* **Description of the task**: In the lines below, look for "rifle". Copy each line where it appears.

BEGIN

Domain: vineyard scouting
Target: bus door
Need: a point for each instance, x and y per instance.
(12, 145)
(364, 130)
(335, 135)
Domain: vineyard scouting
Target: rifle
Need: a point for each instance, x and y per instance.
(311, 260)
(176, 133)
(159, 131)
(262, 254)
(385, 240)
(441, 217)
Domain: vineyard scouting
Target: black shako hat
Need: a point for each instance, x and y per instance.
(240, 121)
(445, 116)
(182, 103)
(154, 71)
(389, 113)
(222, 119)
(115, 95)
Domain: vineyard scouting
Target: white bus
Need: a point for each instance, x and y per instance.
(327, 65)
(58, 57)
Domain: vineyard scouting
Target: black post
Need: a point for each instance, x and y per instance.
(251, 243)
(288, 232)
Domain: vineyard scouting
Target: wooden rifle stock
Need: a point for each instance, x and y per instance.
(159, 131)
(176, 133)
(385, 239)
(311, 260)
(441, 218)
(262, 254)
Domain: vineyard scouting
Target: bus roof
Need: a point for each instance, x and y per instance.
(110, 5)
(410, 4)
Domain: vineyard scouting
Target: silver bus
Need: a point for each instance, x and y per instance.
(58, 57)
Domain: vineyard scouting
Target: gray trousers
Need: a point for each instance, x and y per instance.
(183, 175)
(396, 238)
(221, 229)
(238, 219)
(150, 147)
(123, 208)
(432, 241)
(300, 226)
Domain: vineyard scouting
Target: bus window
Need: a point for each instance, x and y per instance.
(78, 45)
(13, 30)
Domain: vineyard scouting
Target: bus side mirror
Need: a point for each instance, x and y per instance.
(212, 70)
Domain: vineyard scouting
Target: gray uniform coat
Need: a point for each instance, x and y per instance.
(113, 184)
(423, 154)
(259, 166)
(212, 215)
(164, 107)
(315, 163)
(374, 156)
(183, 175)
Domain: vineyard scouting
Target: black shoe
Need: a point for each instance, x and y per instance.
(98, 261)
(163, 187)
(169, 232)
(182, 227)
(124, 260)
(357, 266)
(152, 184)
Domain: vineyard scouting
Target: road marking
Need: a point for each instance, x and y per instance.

END

* **Exercise response**:
Target: rifle
Target: wooden rifle stock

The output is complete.